Passage shown
== == ==

Bill Text: CA AB95 | 2009-2010 | Regular Session | Introduced
NOTE: There are more recent revisions of this legislation. Read Latest Draft
Bill Title: Student athletes: recruiting: disclosure.
Sponsorship: Partisan Bill (Democrat 1)
Status: (Introduced - Dead) 2010-02-02 - From committee: Filed with the Chief Clerk pursuant to Joint Rule 56. [AB95 Detail]
Download: California-2009-AB95-Introduced.html
Bill Title: Student athletes: recruiting: disclosure.
Sponsorship: Partisan Bill (Democrat 1)
Status: (Introduced - Dead) 2010-02-02 - From committee: Filed with the Chief Clerk pursuant to Joint Rule 56. [AB95 Detail]
Download: California-2009-AB95-Introduced.html
BILL NUMBER: AB 95 INTRODUCED
BILL TEXT
INTRODUCED BY Assembly Member Torlakson
JANUARY 6, 2009
An act to amend Section 49430.5 of the Education Code, relating to
school meals, making an appropriation therefor, and declaring the
urgency thereof, to take effect immediately.
LEGISLATIVE COUNSEL'S DIGEST
AB 95, as introduced, Torlakson. School meals: reimbursement.
Existing law requires each school district or county
superintendent of schools maintaining kindergarten or any of grades 1
to 12, inclusive, to provide for each needy pupil one free or
reduced-price meal during the schoolday, as specified. Existing law
establishes the reimbursement rate a school receives for free and
reduced price meals sold or served to pupils.
This bill would specify that, if the Superintendent of Public
Instruction determines that the appropriation set forth in the Budget
Act of 2008-09 is insufficient to fully fund all free and reduced
price meal reimbursement claims, the State Department of Education
shall notify the Legislature of the statutory funding amount
necessary to reimburse school districts at the prescribed rate. The
bill would appropriate $19,500,000 to reimburse claims pursuant to
those provisions.
This bill would declare that it is to take effect immediately as
an urgency statute.
Vote: 2/3. Appropriation: yes. Fiscal committee: yes.
State-mandated local program: no.
THE PEOPLE OF THE STATE OF CALIFORNIA DO ENACT AS FOLLOWS:
SECTION 1. The Legislature finds and declares all of the
following:
(a) Despite California's commanding role in food cultivation and
production, over five million Californians are hungry, experience
food insecurity, or live in fear of hunger, and many of these
Californians are children.
(b) As the economy worsens, more families face food insecurity and
stretched household food budgets. Federal food assistance programs,
food banks, food pantries, and the emergency food system cite an
increased demand for their services.
(c) The United States Department of Labor has reported that the
cost of food at home increased by 6.1 percent in 2008. Families are
struggling with skyrocketing food and other rising living costs that
are placing pressure on already tight budgets.
(d) Every day in schools across California, millions of children
rely on state and federally subsidized school meals for a significant
portion of their daily nutritional needs.

== == ==

Excerpts of pointing data
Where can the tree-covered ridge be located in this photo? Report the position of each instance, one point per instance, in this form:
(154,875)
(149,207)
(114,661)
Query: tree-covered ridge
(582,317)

== == ==

Objective 1
Answer these questions from the school meals bill:
(a) How much money would the bill appropriate to reimburse claims?
(b) According to the United States Department of Labor, by what percentage did the cost of food at home rise in 2008?
(c) What vote does the bill require?
Objective 2
Write the next part of the school meals bill, picking up after its last finding about children relying on subsidized school meals.

Exercise answer 1
(a) $19,500,000
(b) 6.1 percent
(c) 2/3

Exercise answer 2
(e) Over three million California children participate in the
National School Lunch Program every day, and California's school meal
programs serve more than two out of every five pupils in our state
throughout the year.
(f) The United States Congress created and expanded our school
meal programs in response to times of economic distress to address
the economy's impact on nutrition, hunger, and the health of our
agricultural communities, and the California Legislature supplements
the National School Lunch program to offset the increased costs of
serving a healthy meal in California.
(g) Children who consume a school breakfast have better test
scores, better attendance, are tardy less often, and have better
classroom behavior and fewer visits to the nurse's office than
children who do not.
(h) California schools served a record 770.6 million school meals
in the 2007-08 school year, an increase of 4.5 percent over the prior
school year, despite a slight decline in the number of pupils
enrolled in public schools, and the increase in the number of school
meals served has continued to dramatically accelerate.
(i) A November 2008 California Department of Education sample
survey has reported a 12 percent increase in school meals served when
compared to September and October 2008.
(j) The unprecedented demand for school meals in California
indicates how the state's economic downturn is causing many families
in California to turn to nutritious school meals for their children
to prevent hunger.
(k) The State of California has a responsibility to ensure that
students have access to nutritious meals because hungry children
cannot learn, and proper nutrition for children is a matter of the
highest state priority.
(l) State law requires school districts in California to provide a
nutritious meal to every eligible student each schoolday.
SEC. 2. Section 49430.5 of the Education Code is amended to read:
49430.5. (a) The reimbursement a school receives for free and
reduced price meals sold or served to pupils in elementary, middle,
or high schools included within a school district, charter school, or
county office of education shall be twenty-one cents ($0.21).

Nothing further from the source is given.